# Tasks to complete
A: In the FOIA passage, on what day is the legislative session set to start?
B: Repeat the FOIA passage word for word from "More people supporting" to "to those Democrats.".
C: According to the FOIA passage, why does Wimberley consider the timing of the proposed provision unfortunate?

# Passage shown
□ □ □ □ □ □ □

Wimberley said the timing of the proposed FOIA provision was unfortunate, because many defenders of FOIA laws discovered its jeopardy on Friday, and the legislative session is to start Monday. “I feel that there’s going to be a good group of citizens that are ready to testify, and legislators need to hear their point of view. It may be interesting, because it may end up being more because there’s been a special session and a different type of scenario.”

More people supporting the current law may show up, Wimberley said. And Steinbuch urged legislators to recall what happened on the national level when a former Arkansas governor, Bill Clinton, pushed through a federal assault weapons ban when he was president.
“What happened was that 50 Democrats lost their seats,” Steinbuch said. “My argument to so-called conservative legislators is that if the governor’s thanks for voting for this is going to help them in their re-election or primary challenges, they need to look at what happened to those Democrats.

□ □ □ □ □ □ □

# Given information
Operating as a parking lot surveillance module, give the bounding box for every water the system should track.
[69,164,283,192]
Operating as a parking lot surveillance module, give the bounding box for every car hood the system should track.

□ □ □ □ □ □ □

# Responses to the exercise
A: Monday.

B:
More people supporting the current law may show up, Wimberley said. And Steinbuch urged legislators to recall what happened on the national level when a former Arkansas governor, Bill Clinton, pushed through a federal assault weapons ban when he was president.
“What happened was that 50 Democrats lost their seats,” Steinbuch said. “My argument to so-called conservative legislators is that if the governor’s thanks for voting for this is going to help them in their re-election or primary challenges, they need to look at what happened to those Democrats.

C: Many defenders of FOIA laws learned on Friday that the laws were in jeopardy, and the legislative session starts Monday.